[start]

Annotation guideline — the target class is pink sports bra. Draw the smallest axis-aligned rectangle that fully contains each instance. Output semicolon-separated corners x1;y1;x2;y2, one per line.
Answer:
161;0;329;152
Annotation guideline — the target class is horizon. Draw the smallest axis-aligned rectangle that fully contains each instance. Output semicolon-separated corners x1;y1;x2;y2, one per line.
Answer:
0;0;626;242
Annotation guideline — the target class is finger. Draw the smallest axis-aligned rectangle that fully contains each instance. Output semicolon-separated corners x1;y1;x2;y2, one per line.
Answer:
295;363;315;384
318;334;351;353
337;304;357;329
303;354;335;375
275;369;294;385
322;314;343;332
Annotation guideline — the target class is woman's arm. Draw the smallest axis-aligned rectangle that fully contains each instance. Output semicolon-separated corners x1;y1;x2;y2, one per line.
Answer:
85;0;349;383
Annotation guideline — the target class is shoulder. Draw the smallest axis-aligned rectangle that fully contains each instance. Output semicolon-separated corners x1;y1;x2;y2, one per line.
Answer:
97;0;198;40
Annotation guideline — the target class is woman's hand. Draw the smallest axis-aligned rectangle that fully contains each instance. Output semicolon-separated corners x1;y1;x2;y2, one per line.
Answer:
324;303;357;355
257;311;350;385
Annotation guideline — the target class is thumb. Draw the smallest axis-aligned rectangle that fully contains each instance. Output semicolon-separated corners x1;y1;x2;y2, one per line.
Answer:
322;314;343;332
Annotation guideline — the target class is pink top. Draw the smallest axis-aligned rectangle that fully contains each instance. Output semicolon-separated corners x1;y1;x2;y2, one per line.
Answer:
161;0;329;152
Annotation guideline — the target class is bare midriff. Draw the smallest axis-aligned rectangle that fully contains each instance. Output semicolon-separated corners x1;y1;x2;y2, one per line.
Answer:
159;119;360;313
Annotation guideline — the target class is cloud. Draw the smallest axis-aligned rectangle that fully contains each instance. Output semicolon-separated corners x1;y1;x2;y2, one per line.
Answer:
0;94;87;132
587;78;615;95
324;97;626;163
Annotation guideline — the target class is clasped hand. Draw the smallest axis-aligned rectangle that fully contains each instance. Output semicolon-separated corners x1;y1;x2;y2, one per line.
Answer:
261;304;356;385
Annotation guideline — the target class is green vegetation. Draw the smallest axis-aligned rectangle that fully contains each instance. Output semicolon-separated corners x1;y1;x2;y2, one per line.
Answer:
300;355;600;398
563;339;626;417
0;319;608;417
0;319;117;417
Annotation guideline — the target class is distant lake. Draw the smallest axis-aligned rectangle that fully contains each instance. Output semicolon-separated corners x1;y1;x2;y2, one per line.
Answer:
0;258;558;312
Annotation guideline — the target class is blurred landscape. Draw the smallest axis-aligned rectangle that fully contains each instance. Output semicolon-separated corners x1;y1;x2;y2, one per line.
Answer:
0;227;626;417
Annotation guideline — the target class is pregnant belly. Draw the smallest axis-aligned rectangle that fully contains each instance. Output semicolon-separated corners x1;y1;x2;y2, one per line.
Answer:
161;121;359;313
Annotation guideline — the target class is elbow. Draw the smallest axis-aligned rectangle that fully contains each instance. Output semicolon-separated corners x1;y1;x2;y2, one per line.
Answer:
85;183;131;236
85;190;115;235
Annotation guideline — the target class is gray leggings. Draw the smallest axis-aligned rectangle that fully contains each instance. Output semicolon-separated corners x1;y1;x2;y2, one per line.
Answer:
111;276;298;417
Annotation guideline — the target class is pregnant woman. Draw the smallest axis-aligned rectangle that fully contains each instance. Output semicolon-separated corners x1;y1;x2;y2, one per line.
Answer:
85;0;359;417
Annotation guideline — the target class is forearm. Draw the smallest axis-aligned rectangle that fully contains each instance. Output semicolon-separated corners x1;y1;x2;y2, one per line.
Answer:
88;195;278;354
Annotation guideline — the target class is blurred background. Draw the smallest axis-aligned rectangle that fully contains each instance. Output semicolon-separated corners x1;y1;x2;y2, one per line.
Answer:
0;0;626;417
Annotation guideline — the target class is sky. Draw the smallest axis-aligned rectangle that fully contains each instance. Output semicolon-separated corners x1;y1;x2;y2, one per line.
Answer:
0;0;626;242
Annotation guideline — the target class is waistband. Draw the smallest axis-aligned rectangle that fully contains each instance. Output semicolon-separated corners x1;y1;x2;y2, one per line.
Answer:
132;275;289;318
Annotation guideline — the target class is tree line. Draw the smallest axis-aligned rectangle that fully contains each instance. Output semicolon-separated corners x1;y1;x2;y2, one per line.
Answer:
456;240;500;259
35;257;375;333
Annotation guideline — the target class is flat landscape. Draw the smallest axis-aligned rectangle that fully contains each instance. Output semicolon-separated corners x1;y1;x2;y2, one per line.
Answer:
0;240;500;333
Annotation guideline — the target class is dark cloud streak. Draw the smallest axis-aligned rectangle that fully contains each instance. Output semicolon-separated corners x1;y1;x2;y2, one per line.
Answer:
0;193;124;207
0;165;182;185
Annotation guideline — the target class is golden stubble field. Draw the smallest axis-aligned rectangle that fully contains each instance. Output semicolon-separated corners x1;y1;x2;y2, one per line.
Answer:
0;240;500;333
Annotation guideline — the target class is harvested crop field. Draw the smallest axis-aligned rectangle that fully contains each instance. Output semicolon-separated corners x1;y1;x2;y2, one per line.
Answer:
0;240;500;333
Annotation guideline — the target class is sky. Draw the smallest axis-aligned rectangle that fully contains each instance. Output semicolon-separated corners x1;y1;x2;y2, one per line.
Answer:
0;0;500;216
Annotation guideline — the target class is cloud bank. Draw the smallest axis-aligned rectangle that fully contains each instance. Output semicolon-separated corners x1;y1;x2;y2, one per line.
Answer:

[end]

» DIRECTIONS: Retype the entire listing above, keeping every character unchanged.

» RESPONSE BELOW:
Annotation guideline — the target class is pink sports bra. Draw the smallest axis-aligned rectangle that fully contains each instance. Output semicolon-separated corners x1;y1;x2;y2, one per line.
Answer:
161;0;329;152
Annotation guideline — the target class is horizon. Draw the smallest axis-aligned rectangle that fully contains each instance. Output semicolon-separated corners x1;y1;x2;y2, one per line.
Answer:
0;0;626;242
Annotation guideline — the target class is finger. Draw the smallest axis-aligned rectangle that fully contains each instance. Output semicolon-separated corners x1;y1;x2;y2, one per line.
Answer:
295;363;315;384
318;334;351;353
337;304;357;329
303;354;335;375
275;369;294;385
322;314;343;332
Annotation guideline — the target class is woman's arm. Draw the smallest axis-aligned rectangle that fully contains each instance. Output semicolon-separated corners x1;y1;x2;y2, one per line.
Answer:
85;0;349;383
Annotation guideline — the target class is shoulder. Draw the smallest axis-aligned rectangle that fully contains each instance. Output semicolon-separated corners x1;y1;x2;y2, one per line.
Answer:
97;0;198;40
Annotation guideline — the target class is woman's hand. Draw the smallest axis-aligned rectangle that fully contains each instance. Output semicolon-separated corners x1;y1;x2;y2, one per line.
Answer:
324;303;357;355
257;311;350;385
Annotation guideline — the target class is thumb. Draw the smallest axis-aligned rectangle that fully contains each instance. Output semicolon-separated corners x1;y1;x2;y2, one per line.
Answer:
322;314;343;332
Annotation guideline — the target class is pink top. Draw the smallest axis-aligned rectangle that fully contains each instance. Output semicolon-separated corners x1;y1;x2;y2, one per line.
Answer:
161;0;329;152
Annotation guideline — the target class is bare midriff. Draw the smallest axis-aligned rectangle that fully contains each instance. Output semicolon-separated corners x1;y1;x2;y2, one per line.
Answer:
159;119;360;313
Annotation guideline — the target class is cloud. Draw the smallest axis-aligned rectangle that fully contains each instance. Output semicolon-separated corners x1;y1;x2;y2, one per line.
Answer:
0;94;87;132
587;78;615;95
324;97;626;163
Annotation guideline — the target class is clasped hand. Draw the smallest axis-aligned rectangle that fully contains each instance. Output semicolon-separated corners x1;y1;x2;y2, one per line.
Answer:
261;304;356;385
Annotation guideline — the target class is green vegetation. Draw the smallest axis-aligned rectangle that fully contains each instance. Output semicolon-separated corners x1;y1;x2;y2, one per line.
Answer:
300;355;600;398
563;339;626;417
0;319;608;417
0;319;117;417
Annotation guideline — the target class is distant lake. Draw the smallest axis-aligned rectangle that fully contains each instance. Output semicolon-separated corners x1;y1;x2;y2, one per line.
Answer:
0;258;558;312
Annotation guideline — the target class is blurred landscape. Draw the smallest axis-aligned rectangle that fully contains each instance. Output semicolon-separated corners x1;y1;x2;y2, one per line.
Answer:
0;227;626;417
Annotation guideline — the target class is pregnant belly. Draw the smallest axis-aligned rectangle that fully contains each instance. Output semicolon-separated corners x1;y1;x2;y2, one per line.
Answer:
161;121;359;313
Annotation guideline — the target class is elbow. Draw the smallest axis-aligned rectangle that fully contains each instance. Output semicolon-separated corners x1;y1;x2;y2, one per line.
Answer:
85;183;131;236
85;190;115;235
Annotation guideline — the target class is gray leggings. Draw the smallest axis-aligned rectangle that fully contains each instance. Output semicolon-separated corners x1;y1;x2;y2, one per line.
Answer:
111;276;298;417
Annotation guideline — the target class is pregnant woman. Draw the smallest axis-aligned rectangle that fully contains each instance. Output semicolon-separated corners x1;y1;x2;y2, one per line.
Answer:
85;0;359;417
Annotation guideline — the target class is forearm. Draw the smallest axis-aligned rectangle that fully contains each instance. Output semicolon-separated corners x1;y1;x2;y2, one per line.
Answer:
88;195;278;354
Annotation guideline — the target class is blurred background. Draw the smallest axis-aligned rectangle that fully contains each instance. Output semicolon-separated corners x1;y1;x2;y2, one per line.
Answer:
0;0;626;417
Annotation guideline — the target class is sky. Draw the smallest axis-aligned rectangle that fully contains each instance. Output semicolon-separated corners x1;y1;x2;y2, one per line.
Answer:
0;0;626;242
Annotation guideline — the target class is waistband. Draw the smallest axis-aligned rectangle that fully contains each instance. Output semicolon-separated corners x1;y1;x2;y2, one per line.
Answer:
132;275;289;318
Annotation guideline — the target class is tree line. Draw the smallest axis-aligned rectangle that fully contains each instance. Output semicolon-separated corners x1;y1;x2;y2, one per line.
Answer:
456;240;500;259
35;257;375;333
Annotation guideline — the target class is flat landscape. Draw the smallest axis-aligned rectangle that fully contains each instance. Output semicolon-separated corners x1;y1;x2;y2, one per line.
Answer:
0;240;500;333
Annotation guideline — the target class is dark cloud streak. Draw the smallest axis-aligned rectangle that fully contains each instance. Output semicolon-separated corners x1;y1;x2;y2, one per line.
Answer:
0;193;124;207
0;165;182;185
Annotation guideline — the target class is golden stubble field. Draw the smallest axis-aligned rectangle that fully contains each instance. Output semicolon-separated corners x1;y1;x2;y2, one per line.
Answer:
0;240;500;333
Annotation guideline — the target class is harvested crop field. Draw the smallest axis-aligned rectangle that fully contains each instance. Output semicolon-separated corners x1;y1;x2;y2, one per line.
Answer:
0;240;500;333
Annotation guideline — the target class is sky. Draw the smallest axis-aligned rectangle that fully contains each instance. Output semicolon-separated corners x1;y1;x2;y2, one per line.
Answer:
0;0;500;216
Annotation guideline — the target class is cloud bank. Draw the smallest axis-aligned rectangle that fully contains each instance. Output semicolon-separated corners x1;y1;x2;y2, one per line.
Answer:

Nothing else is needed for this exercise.